Dataset records:

_ _ _ _

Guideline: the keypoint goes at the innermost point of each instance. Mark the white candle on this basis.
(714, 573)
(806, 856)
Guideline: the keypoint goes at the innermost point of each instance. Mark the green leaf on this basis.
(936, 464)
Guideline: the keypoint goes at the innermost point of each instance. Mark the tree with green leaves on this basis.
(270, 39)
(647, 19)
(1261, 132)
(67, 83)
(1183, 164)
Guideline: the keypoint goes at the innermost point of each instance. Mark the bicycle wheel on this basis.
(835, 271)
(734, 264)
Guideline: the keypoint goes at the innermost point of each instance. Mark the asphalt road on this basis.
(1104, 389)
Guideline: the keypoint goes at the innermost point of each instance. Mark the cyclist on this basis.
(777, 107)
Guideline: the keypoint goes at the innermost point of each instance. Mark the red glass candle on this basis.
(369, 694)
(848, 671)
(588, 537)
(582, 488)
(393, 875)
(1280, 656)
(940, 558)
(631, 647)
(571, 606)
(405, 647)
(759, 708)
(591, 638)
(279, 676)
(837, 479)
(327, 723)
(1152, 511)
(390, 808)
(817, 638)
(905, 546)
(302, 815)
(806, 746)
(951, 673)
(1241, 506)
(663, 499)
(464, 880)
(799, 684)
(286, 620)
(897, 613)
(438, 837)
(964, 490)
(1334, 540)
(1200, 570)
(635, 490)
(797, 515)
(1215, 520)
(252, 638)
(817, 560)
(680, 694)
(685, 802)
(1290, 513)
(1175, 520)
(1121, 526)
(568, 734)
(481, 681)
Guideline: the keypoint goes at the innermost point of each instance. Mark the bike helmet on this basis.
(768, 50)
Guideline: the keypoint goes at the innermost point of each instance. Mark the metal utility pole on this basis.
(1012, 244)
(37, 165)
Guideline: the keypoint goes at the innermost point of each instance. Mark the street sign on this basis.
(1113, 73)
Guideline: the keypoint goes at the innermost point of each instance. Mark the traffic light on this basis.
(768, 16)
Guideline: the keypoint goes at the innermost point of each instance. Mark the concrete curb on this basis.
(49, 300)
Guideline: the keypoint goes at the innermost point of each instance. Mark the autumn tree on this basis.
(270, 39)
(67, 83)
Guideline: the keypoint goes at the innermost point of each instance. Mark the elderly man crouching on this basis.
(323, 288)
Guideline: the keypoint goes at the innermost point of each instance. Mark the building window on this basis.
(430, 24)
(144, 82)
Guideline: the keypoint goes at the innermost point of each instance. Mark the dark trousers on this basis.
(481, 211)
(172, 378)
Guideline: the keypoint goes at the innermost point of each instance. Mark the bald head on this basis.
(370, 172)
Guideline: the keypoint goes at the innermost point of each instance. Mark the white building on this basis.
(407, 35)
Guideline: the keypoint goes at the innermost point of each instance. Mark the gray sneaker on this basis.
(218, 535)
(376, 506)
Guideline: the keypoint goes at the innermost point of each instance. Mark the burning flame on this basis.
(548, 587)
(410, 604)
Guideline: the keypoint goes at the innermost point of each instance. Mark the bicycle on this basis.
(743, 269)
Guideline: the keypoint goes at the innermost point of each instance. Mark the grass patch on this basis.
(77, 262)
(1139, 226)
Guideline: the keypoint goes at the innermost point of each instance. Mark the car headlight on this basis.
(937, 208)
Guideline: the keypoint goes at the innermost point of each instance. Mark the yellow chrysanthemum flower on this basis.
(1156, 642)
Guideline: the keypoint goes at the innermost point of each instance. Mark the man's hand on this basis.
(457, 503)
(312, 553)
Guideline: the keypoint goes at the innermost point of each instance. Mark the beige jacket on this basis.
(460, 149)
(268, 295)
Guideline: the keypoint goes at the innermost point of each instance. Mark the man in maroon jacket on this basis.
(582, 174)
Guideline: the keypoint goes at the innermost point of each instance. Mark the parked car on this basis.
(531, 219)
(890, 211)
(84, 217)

_ _ _ _

■ AIM
Can you reproduce all of the lines above word for word, without changing anything?

■ WRITTEN ANSWER
Guideline: the keypoint goes at the innermost point of each instance. Mark the white candle on this basis.
(714, 573)
(806, 856)
Guideline: the keypoint goes at the innermost point of each instance. Mark the green leaf on this basis.
(936, 464)
Guideline: the keypoint goes at the innermost point of each instance. Mark the tree with green leaves on this basis.
(270, 39)
(647, 19)
(1261, 132)
(67, 83)
(1183, 164)
Guideline: the keypoint goes at the innermost point of each instance. Mark the bicycle wheel on this basis.
(835, 271)
(734, 264)
Guideline: the keypoint goes at the innermost point of each instance. Mark the asphalt road on this basis.
(1104, 389)
Guideline: the keypoint goes at the innermost point of each instance. Mark the cyclist on this basis.
(777, 107)
Guideline: the keypoint goes at the innermost point of each instance. Mark the red glass candle on this basis.
(369, 694)
(848, 671)
(588, 537)
(582, 488)
(393, 875)
(1280, 656)
(940, 558)
(631, 647)
(571, 606)
(405, 647)
(759, 708)
(591, 638)
(279, 676)
(837, 479)
(327, 723)
(1152, 511)
(390, 808)
(817, 638)
(905, 546)
(302, 815)
(806, 746)
(951, 673)
(1241, 506)
(663, 499)
(464, 880)
(799, 684)
(286, 620)
(897, 613)
(438, 837)
(964, 490)
(1334, 540)
(1200, 570)
(635, 490)
(797, 515)
(1215, 520)
(252, 638)
(817, 560)
(680, 694)
(685, 802)
(1290, 513)
(1175, 520)
(1121, 526)
(568, 734)
(481, 681)
Guideline: the keypoint goes at the innermost point of each instance. Mark the bike helmet on this basis.
(768, 50)
Guideline: the keypoint goes at the innermost point of each instance. Mark the metal utility pole on this basis.
(1012, 244)
(37, 165)
Guideline: the keypoint goes at the innermost point of each instance. Mark the street sign on this basis.
(1113, 73)
Guideline: the keypoint goes at the innermost point of each instance. Mark the traffic light on this basis.
(768, 16)
Guideline: the keypoint goes at the innermost point of each instance. Mark the concrete curb on this basis.
(49, 300)
Guideline: the keypoint goes at the innermost point of each instance. Mark the autumn tree on this basis.
(270, 39)
(67, 83)
Guideline: the keypoint goes at the innermost point of each instance. Mark the elderly man crouching on this basis.
(323, 288)
Guideline: the keypoint goes at the innermost point of each instance. Mark the building window on this basis.
(430, 24)
(144, 82)
Guideline: the keypoint goes at the innermost point of each instance. Mark the dark trousers on this basis.
(481, 211)
(172, 378)
Guideline: the keypoint goes at the innermost point of each instance. Mark the bald head on this basis.
(370, 172)
Guideline: the keypoint goes at the innermost point of each instance. Mark the white building on this basis.
(407, 35)
Guideline: the keypoint goes at the innermost point of each instance. Mark the gray sneaker on this basis.
(218, 535)
(376, 506)
Guideline: the keypoint goes at the innermost point of each instance. Mark the burning flame on this basis.
(548, 587)
(410, 604)
Guideline: the keypoint goes at the innermost point of each instance. Mark the bicycle on this basis.
(743, 269)
Guideline: the keypoint goes at the innermost point of each instance. Mark the grass patch on this basis.
(77, 262)
(1139, 226)
Guideline: the keypoint goes at the innermost point of each instance. Mark the car headlight on this basis.
(937, 208)
Guideline: the keypoint goes at the innermost point of each instance. Mark the yellow chrysanthemum flower on this basis.
(1156, 642)
Guideline: the keypoint goes at the innermost point of each instance. Mark the man's hand on this basis.
(457, 503)
(312, 553)
Guideline: the keypoint goes at the innermost point of each instance. Mark the beige jacket on this basis.
(460, 149)
(268, 295)
Guideline: the keypoint goes at the innermost point of each instance. Mark the man in maroon jacket on this basis.
(582, 174)
Guideline: the keypoint goes at the innermost point of each instance. Mark the parked car on this basis.
(531, 219)
(890, 211)
(84, 217)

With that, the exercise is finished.